Please quote the material exactly, every line of it.

[Dataset records]

※ ※ ※

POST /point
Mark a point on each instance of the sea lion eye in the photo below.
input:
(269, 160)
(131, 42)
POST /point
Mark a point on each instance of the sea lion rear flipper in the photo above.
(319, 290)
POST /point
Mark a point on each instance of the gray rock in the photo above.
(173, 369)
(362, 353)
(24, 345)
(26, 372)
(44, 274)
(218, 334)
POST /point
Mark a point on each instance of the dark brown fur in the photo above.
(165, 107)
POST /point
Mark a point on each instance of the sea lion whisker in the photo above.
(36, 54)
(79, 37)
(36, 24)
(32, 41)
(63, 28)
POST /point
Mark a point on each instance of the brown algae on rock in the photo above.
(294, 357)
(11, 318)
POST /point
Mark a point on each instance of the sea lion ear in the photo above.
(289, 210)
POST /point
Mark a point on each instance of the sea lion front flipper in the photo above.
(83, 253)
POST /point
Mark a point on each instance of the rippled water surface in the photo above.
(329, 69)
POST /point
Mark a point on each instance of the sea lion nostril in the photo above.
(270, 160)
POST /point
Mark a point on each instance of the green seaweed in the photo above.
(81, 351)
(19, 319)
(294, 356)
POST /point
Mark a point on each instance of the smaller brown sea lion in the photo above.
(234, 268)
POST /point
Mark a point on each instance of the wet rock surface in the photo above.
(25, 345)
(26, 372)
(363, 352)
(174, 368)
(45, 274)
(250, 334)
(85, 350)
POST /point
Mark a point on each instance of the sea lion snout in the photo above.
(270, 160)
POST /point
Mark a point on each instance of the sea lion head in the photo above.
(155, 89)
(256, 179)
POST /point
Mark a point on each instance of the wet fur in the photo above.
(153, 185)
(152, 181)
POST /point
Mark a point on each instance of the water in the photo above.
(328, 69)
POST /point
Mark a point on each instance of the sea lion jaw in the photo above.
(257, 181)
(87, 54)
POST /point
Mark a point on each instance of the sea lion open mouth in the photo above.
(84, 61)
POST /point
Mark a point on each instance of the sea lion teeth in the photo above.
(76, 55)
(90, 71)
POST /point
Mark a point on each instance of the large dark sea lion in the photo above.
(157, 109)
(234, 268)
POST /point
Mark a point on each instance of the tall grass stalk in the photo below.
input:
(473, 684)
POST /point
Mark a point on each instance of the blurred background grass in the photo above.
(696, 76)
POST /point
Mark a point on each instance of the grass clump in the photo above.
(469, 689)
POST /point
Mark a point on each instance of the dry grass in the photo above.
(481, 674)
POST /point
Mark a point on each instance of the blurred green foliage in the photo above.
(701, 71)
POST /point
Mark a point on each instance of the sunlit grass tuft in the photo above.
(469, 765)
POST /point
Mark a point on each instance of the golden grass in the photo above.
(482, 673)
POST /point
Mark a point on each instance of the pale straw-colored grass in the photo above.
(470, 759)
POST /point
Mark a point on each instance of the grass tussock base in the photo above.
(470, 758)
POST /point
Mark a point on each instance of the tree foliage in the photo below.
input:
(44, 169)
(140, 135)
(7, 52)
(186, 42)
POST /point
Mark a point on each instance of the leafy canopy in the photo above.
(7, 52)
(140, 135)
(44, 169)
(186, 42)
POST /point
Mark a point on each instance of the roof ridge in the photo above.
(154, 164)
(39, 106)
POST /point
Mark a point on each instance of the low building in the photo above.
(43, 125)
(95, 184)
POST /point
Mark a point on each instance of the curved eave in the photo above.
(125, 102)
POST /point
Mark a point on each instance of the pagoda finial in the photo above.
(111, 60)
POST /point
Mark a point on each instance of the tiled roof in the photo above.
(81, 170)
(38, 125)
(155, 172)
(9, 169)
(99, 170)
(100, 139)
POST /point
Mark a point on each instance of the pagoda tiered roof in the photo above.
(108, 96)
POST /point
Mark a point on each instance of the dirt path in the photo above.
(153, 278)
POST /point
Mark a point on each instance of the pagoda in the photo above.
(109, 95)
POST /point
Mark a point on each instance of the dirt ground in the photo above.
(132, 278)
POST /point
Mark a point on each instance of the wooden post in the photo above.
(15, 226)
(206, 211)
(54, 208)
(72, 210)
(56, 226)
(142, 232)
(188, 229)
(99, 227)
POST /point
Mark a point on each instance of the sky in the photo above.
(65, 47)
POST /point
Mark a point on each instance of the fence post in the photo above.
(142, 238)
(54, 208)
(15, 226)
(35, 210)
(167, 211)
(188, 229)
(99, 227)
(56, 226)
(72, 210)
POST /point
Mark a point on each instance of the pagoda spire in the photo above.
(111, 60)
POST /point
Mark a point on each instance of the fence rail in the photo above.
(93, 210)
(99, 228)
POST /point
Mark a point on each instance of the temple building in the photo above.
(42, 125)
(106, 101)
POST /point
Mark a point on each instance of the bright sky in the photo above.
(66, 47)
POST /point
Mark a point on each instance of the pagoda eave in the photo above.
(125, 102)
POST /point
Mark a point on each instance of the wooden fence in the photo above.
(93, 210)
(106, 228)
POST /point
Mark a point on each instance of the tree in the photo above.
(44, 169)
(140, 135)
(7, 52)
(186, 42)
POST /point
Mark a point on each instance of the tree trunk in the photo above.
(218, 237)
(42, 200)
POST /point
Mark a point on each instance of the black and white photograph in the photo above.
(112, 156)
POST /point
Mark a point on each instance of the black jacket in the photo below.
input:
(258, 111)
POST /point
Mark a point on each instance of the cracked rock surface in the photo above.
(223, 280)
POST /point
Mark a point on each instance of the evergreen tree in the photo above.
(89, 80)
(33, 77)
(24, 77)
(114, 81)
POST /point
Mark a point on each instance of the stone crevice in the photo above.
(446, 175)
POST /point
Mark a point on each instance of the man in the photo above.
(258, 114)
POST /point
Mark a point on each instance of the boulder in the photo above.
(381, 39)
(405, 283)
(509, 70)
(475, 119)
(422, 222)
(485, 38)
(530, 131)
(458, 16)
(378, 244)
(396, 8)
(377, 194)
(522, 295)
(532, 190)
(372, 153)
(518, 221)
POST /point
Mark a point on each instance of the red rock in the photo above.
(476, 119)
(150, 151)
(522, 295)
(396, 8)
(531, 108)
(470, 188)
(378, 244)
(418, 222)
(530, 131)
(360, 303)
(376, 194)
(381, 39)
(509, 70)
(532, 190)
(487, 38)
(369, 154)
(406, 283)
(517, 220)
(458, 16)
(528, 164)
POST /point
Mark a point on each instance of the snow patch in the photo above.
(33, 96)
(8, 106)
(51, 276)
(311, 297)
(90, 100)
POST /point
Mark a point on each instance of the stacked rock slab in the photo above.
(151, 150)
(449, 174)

※ ※ ※

RESPONSE TO THE EXERCISE:
POST /point
Mark a point on each instance of the sea lion eye in the photo below.
input:
(269, 160)
(131, 42)
POST /point
Mark a point on each instance of the sea lion rear flipper in the photo above.
(319, 290)
POST /point
Mark a point on each instance of the gray rock in the photo above.
(173, 369)
(362, 353)
(24, 345)
(26, 372)
(44, 274)
(218, 334)
POST /point
Mark a point on each instance of the dark brown fur in the photo above.
(165, 107)
POST /point
Mark a point on each instance of the sea lion whisker in the photo above.
(36, 54)
(79, 37)
(36, 24)
(32, 41)
(63, 28)
POST /point
Mark a point on each instance of the brown algae on rock in the photo above.
(294, 357)
(11, 318)
POST /point
Mark a point on each instance of the sea lion ear in the photo above.
(289, 210)
POST /point
Mark a point on each instance of the sea lion front flipper in the photo above.
(83, 253)
POST /point
Mark a point on each instance of the rippled water surface in the photo above.
(329, 69)
POST /point
Mark a point on each instance of the sea lion nostril in the photo above.
(270, 160)
POST /point
Mark a point on each instance of the green seaweed in the photo above.
(81, 351)
(19, 319)
(294, 356)
POST /point
Mark a point on each instance of the smaller brown sea lion in the photo above.
(234, 268)
POST /point
Mark a point on each instance of the wet rock surface in the photo above.
(25, 345)
(26, 372)
(363, 352)
(174, 368)
(45, 274)
(250, 334)
(85, 350)
POST /point
Mark a point on each instance of the sea lion snout in the photo above.
(270, 160)
POST /point
Mark a point on each instance of the sea lion head in the photo above.
(155, 89)
(256, 179)
POST /point
Mark a point on each instance of the wet fur in the photo above.
(153, 185)
(152, 181)
POST /point
Mark a point on each instance of the water in the photo above.
(328, 69)
POST /point
Mark a point on each instance of the sea lion jaw in the photo above.
(257, 181)
(87, 54)
POST /point
Mark a point on each instance of the sea lion open mouth in the photo above.
(84, 61)
POST /point
Mark a point on each instance of the sea lion teeth in the photo above.
(76, 55)
(90, 71)
POST /point
Mark a point on each instance of the large dark sea lion in the photo above.
(157, 109)
(234, 268)
POST /point
Mark a point on each instance of the tall grass stalk in the photo below.
input:
(473, 684)
POST /point
Mark a point on each instance of the blurred background grass in the photo above.
(696, 76)
POST /point
Mark a point on each instance of the grass clump in the photo above.
(469, 689)
POST /point
Mark a point on each instance of the dry grass in the photo above.
(481, 674)
POST /point
Mark a point on each instance of the blurred green foliage in the photo above.
(701, 71)
POST /point
Mark a point on each instance of the sunlit grass tuft in the photo above.
(469, 765)
POST /point
Mark a point on each instance of the golden grass in the photo above.
(482, 673)
POST /point
Mark a point on each instance of the pale straw-colored grass in the photo above.
(470, 759)
POST /point
Mark a point on each instance of the grass tussock base in the photo above.
(470, 758)
POST /point
Mark a point on each instance of the tree foliage in the photo below.
input:
(44, 169)
(140, 135)
(7, 52)
(186, 42)
POST /point
Mark a point on each instance of the leafy canopy in the photo above.
(7, 52)
(140, 135)
(44, 169)
(186, 42)
POST /point
Mark a point on each instance of the roof ridge in the photo above.
(154, 164)
(39, 106)
POST /point
Mark a point on each instance of the low building in the photo above.
(43, 125)
(95, 184)
POST /point
Mark a point on each instance of the curved eave in the photo above.
(125, 102)
POST /point
Mark a point on each instance of the pagoda finial in the photo above.
(111, 60)
POST /point
Mark a point on each instance of the tiled roof in the photo above.
(81, 170)
(38, 125)
(155, 172)
(9, 169)
(99, 170)
(100, 139)
POST /point
Mark a point on each instance of the pagoda tiered roof in the photo above.
(108, 96)
POST /point
Mark a point on each instance of the dirt path in the photo above.
(153, 278)
POST /point
Mark a point on each instance of the pagoda in the photo above.
(109, 95)
POST /point
Mark a point on each instance of the dirt ground in the photo above.
(132, 278)
POST /point
Mark a point on each instance of the wooden post in the photo above.
(15, 226)
(206, 211)
(54, 208)
(72, 210)
(56, 226)
(142, 232)
(188, 229)
(99, 227)
POST /point
Mark a point on each instance of the sky in the photo above.
(65, 47)
POST /point
Mark a point on each instance of the fence post in the photo above.
(142, 238)
(54, 208)
(15, 226)
(35, 210)
(167, 211)
(188, 229)
(99, 227)
(56, 226)
(72, 210)
POST /point
Mark a point on each instance of the pagoda spire in the photo above.
(111, 60)
POST /point
Mark a point on each instance of the fence rail in the photo above.
(93, 210)
(99, 228)
POST /point
Mark a point on each instance of the temple building in the photo above.
(42, 125)
(106, 101)
POST /point
Mark a point on each instance of the bright sky in the photo above.
(66, 47)
POST /point
Mark a point on each instance of the pagoda eave in the photo above.
(125, 102)
POST /point
Mark a point on each instance of the wooden fence in the photo above.
(93, 210)
(106, 228)
POST /point
Mark a point on each instance of the tree in the photo above.
(44, 169)
(140, 135)
(7, 52)
(186, 42)
POST /point
Mark a point on each instance of the tree trunk in the photo above.
(218, 237)
(42, 200)
POST /point
Mark a point on each instance of the black and white photograph in the photo above.
(112, 156)
POST /point
Mark a point on each instance of the black jacket in the photo below.
input:
(258, 111)
POST /point
Mark a point on each instance of the cracked rock surface in the photo above.
(223, 280)
POST /point
Mark a point on each instance of the evergreen tree in the photo above.
(89, 80)
(33, 77)
(24, 77)
(114, 81)
POST /point
Mark a point on each instance of the stone crevice in the photo above.
(446, 175)
POST /point
Mark a point on each instance of the man in the photo above.
(258, 114)
POST /point
Mark a point on each instance of the boulder in the photo above.
(381, 39)
(405, 283)
(509, 70)
(475, 119)
(422, 222)
(485, 38)
(530, 131)
(458, 16)
(378, 244)
(396, 8)
(377, 194)
(522, 295)
(532, 190)
(372, 153)
(518, 221)
POST /point
Mark a point on each instance of the red rock in the photo above.
(476, 119)
(150, 151)
(522, 295)
(396, 8)
(531, 108)
(470, 188)
(378, 244)
(418, 222)
(530, 131)
(360, 303)
(376, 194)
(381, 39)
(509, 70)
(532, 190)
(487, 38)
(369, 154)
(406, 283)
(517, 220)
(458, 16)
(528, 164)
POST /point
Mark a point on each instance of the snow patch in the photo above.
(33, 96)
(8, 106)
(51, 276)
(311, 297)
(90, 100)
POST /point
Mark a point on each instance of the stacked rock slab in the photo above.
(151, 150)
(449, 174)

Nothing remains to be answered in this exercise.